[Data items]

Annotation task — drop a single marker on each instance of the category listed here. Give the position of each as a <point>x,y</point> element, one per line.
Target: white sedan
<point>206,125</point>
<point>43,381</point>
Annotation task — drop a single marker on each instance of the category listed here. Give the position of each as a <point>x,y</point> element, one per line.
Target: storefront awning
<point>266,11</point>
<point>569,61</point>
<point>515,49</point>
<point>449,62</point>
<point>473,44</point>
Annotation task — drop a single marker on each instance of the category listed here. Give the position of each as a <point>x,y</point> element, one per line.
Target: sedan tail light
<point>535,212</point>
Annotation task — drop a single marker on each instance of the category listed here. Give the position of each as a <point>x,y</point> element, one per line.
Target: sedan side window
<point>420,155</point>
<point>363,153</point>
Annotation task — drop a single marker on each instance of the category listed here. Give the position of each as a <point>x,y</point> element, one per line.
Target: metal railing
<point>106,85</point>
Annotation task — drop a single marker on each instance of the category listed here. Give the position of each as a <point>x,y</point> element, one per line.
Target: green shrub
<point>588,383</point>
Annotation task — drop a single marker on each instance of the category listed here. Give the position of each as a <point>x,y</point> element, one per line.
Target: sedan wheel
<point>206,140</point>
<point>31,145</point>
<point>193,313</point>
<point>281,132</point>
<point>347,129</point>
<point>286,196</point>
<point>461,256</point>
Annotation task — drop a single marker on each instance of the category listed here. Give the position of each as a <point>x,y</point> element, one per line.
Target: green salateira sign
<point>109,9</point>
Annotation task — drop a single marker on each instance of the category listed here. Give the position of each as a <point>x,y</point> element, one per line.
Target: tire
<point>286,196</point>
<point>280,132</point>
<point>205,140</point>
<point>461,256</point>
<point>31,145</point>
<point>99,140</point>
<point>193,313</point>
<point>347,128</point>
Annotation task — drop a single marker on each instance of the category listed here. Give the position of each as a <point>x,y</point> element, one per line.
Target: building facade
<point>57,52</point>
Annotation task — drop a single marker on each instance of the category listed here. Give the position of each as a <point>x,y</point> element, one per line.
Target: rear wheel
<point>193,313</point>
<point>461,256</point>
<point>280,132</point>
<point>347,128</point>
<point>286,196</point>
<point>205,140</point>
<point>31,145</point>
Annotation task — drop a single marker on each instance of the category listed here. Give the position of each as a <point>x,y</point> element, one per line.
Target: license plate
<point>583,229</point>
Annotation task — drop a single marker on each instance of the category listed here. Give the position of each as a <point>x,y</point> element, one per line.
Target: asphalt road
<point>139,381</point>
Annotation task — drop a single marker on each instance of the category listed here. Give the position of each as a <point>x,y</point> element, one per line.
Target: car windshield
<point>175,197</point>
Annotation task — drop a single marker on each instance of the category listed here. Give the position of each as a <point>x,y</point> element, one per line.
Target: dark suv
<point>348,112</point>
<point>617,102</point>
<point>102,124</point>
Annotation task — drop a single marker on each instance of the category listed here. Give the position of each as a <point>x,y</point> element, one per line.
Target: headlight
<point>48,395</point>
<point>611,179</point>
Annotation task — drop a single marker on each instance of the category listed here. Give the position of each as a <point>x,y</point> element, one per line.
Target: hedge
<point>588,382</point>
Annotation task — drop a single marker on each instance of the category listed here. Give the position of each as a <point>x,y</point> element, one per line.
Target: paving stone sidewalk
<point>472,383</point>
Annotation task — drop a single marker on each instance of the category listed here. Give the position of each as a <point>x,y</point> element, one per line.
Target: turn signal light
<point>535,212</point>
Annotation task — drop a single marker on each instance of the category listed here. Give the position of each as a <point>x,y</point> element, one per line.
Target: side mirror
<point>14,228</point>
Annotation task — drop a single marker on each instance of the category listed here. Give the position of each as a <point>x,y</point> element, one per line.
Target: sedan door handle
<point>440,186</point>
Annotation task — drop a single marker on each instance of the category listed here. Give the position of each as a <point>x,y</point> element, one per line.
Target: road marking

Problem requirements: Look above for the line containing "Target: hedge", then please write out that line and each one after it through the end, exactly, with nothing else.

Solution to this problem:
Target: hedge
<point>588,382</point>
Annotation task — drop a single marker on each instance of the category listed here. Give the position of each as a <point>x,y</point> element, one per line.
Target: paving stone sidewalk
<point>472,383</point>
Annotation task — drop a single marker on each instance of the category listed here. Give the position of each as a <point>x,y</point> element, one per line.
Target: turn signal light
<point>535,212</point>
Annotation task — drop a single marker on each instance of the category listed here. Give the position of each as a <point>x,y</point> element, one per line.
Target: side mirror
<point>14,228</point>
Annotation task — drop a single marker on each instance of the category listed here. Give the position of each as a <point>x,y</point> element, one per line.
Target: sedan door handle
<point>440,186</point>
Annotation task — drop a single marker on each instance of the category listed here. Give the position of each as a <point>x,y</point> element, one per line.
Target: road marking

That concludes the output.